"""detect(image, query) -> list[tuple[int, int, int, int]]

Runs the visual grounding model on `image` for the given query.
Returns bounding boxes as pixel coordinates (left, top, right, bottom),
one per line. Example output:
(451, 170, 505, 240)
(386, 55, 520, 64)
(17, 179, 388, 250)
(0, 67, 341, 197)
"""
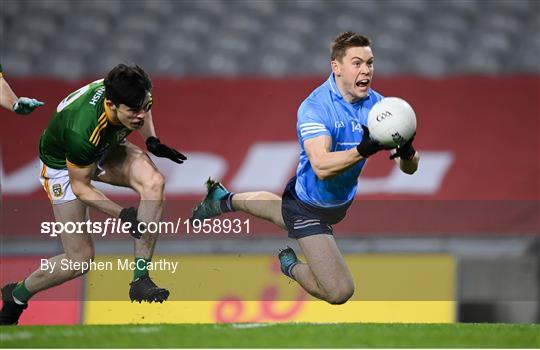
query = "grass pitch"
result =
(0, 323, 538, 348)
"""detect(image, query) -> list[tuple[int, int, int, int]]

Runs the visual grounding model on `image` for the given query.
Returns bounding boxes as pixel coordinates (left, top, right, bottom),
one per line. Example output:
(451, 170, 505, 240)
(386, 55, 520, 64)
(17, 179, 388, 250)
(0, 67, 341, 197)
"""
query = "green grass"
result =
(0, 323, 538, 348)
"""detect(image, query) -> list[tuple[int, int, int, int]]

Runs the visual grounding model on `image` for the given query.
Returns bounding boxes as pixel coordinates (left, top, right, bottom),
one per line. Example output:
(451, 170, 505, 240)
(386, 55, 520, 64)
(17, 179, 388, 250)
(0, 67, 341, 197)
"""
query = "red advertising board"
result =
(0, 257, 81, 324)
(1, 75, 538, 236)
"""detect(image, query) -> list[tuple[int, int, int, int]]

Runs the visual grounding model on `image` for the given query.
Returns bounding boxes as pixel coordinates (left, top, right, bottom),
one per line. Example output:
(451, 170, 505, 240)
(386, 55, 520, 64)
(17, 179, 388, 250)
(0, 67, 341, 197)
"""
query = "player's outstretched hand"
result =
(12, 97, 44, 115)
(119, 207, 145, 239)
(357, 125, 385, 158)
(389, 134, 416, 160)
(146, 136, 187, 164)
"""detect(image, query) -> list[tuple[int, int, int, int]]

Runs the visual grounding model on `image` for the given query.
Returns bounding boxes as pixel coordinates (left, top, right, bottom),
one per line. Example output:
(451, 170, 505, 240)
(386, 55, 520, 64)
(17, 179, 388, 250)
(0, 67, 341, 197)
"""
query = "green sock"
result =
(12, 280, 33, 304)
(133, 257, 150, 281)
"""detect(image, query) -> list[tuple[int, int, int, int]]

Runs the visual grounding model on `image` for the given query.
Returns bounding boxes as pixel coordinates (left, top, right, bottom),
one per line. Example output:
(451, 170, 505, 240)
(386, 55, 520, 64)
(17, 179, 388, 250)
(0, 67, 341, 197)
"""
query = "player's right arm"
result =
(299, 101, 365, 180)
(64, 130, 123, 217)
(67, 162, 123, 217)
(300, 101, 382, 180)
(64, 130, 144, 239)
(304, 135, 363, 180)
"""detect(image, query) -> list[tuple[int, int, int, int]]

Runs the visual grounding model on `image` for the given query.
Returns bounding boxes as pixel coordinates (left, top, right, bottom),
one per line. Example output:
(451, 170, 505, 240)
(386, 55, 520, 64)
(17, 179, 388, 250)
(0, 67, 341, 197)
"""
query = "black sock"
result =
(219, 193, 235, 213)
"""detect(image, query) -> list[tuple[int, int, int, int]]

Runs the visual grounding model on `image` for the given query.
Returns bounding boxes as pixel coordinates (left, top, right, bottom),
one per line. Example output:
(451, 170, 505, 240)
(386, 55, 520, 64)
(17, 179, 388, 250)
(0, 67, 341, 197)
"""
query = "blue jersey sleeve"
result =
(297, 100, 331, 143)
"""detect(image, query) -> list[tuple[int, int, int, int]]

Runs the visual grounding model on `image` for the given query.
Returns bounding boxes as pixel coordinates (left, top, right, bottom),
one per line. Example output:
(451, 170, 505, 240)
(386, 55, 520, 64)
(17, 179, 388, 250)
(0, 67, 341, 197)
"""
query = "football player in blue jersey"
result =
(191, 32, 419, 304)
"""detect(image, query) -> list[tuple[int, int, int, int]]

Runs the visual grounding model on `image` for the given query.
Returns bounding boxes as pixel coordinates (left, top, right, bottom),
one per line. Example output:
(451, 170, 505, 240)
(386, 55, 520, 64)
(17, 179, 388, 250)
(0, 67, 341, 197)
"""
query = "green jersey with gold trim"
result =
(39, 79, 132, 169)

┄┄┄┄┄┄┄┄┄┄┄┄┄┄┄┄┄┄┄┄

EXERCISE OBJECTIVE:
Which lines of the data include the word "player"? Copy each one.

RESPONSE BOX:
query = "player's outstretched hand"
query = "player's right arm"
query = "football player in blue jersey"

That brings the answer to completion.